▶ Given task 1:
Translate this sentence from the materials synthesis text into Spanish: "Peak fitting was performed on CasaXPS software."

[begin Source document]

2.2. Synthesis of Iron (III) Benzene Dicarboxylate

The synthesis of iron (III) benzene dicarboxylate was adapted, Du et al. [5]. In a typical process, a mixture of 1.2469 g FeCl₃·6H₂O, 0.7663 g BDC, and a quantity of the solvent (or DMF/MeOH/water), such that the molar ratio of the precursors and solvent is 1 : 1 : 400, was placed in a Teflon-lined steel autoclave (volume 200 mL) in an oven at 150°C for 15 hours. A yellow powder was obtained by filtering and drying overnight at 150°C. Then, the powder was cooled to ambient temperature and washed with distilled water, filtered, and dried to obtain iron (III) benzene dicarboxylate.

In addition to the effects of solvent type on the formation of MIL-53(Fe) crystalline phase, the influence of the DMF content, reaction temperature, reaction time, and molar ratio of Fe (III)/BDC was also investigated.

2.3. Characterization

X-ray diffraction (XRD) patterns were recorded on a VNU-D8 Advance Instrument (Bruker, Germany) under Cu $K\alpha$ radiation ($\lambda$ = 1.5406 Å). Scanning electron microscopy (SEM) images were obtained on an SEM JMS-5300LV (Japan), and high-resolution transmission electron microscopy (HR-TEM) images were obtained by using a JEM-2100. Fourier-transform infrared spectra (FT-IR) were recorded with a Jasco FT/IR-4600 spectrometer (Japan) in the range of 4000−400 cm⁻¹. The X-ray photoelectron spectroscopy (XPS) was studied by using a Shimadzu Kratos AXIS Ultra DLD spectrometer (Japan). Peak fitting was performed on CasaXPS software. The N₂ adsorption/desorption isotherm measurement test was performed at 77 K on a Tristar 3000 analyzer. Before setting the dry mass, the samples were degassed at 250°C with N₂ for 5 h.

[end Source document]

▶ Given task 2:
Gather every line of the records that contains the string "grassy".

[begin Working data]

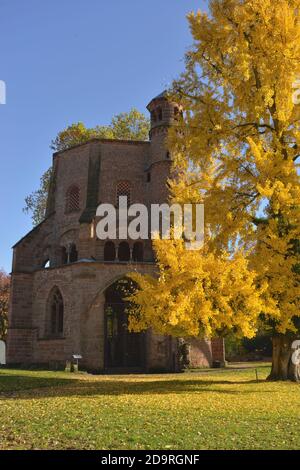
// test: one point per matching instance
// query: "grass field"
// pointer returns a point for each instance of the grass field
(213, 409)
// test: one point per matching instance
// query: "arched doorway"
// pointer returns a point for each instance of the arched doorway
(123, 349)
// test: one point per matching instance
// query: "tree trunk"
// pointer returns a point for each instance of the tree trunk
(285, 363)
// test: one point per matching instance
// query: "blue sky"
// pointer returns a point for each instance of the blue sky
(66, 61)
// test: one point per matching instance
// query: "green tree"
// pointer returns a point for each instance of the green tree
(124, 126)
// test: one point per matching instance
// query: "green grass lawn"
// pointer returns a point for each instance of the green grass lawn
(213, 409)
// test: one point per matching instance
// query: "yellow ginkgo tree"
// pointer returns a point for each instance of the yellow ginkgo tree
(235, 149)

[end Working data]
[begin Working data]

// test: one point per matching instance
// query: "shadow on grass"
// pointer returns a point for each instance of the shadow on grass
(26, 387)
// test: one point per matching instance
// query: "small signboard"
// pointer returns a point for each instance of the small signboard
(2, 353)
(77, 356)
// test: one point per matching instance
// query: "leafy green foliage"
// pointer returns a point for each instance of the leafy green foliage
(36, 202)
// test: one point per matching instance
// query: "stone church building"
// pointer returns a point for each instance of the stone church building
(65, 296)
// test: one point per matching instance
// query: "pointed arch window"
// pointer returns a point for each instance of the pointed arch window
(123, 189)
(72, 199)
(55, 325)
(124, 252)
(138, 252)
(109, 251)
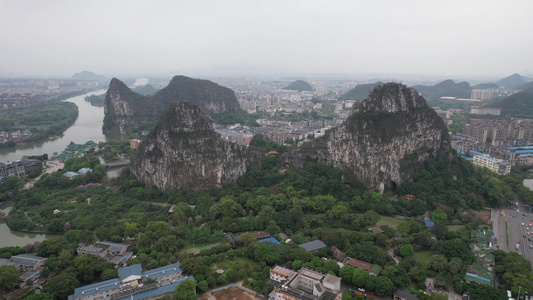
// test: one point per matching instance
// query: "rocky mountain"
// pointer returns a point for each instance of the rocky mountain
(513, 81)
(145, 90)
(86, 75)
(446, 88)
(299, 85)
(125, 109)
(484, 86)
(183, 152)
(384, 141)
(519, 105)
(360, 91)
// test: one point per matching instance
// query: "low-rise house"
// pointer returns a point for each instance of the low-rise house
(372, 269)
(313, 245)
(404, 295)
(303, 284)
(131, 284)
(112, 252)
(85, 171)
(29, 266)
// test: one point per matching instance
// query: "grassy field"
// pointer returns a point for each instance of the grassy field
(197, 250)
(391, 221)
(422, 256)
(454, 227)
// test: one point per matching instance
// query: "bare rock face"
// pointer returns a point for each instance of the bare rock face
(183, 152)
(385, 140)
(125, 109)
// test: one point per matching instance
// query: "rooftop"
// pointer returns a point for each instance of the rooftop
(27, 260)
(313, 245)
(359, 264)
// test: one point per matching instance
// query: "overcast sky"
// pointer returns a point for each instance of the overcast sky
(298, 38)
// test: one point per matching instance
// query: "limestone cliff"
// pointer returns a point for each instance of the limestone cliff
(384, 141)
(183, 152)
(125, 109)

[end Working data]

▶ Full answer 1:
El ajuste de picos se realizó con el software CasaXPS.

▶ Full answer 2:
// query: "grassy field"
// pointer returns a point for each instance of the grassy field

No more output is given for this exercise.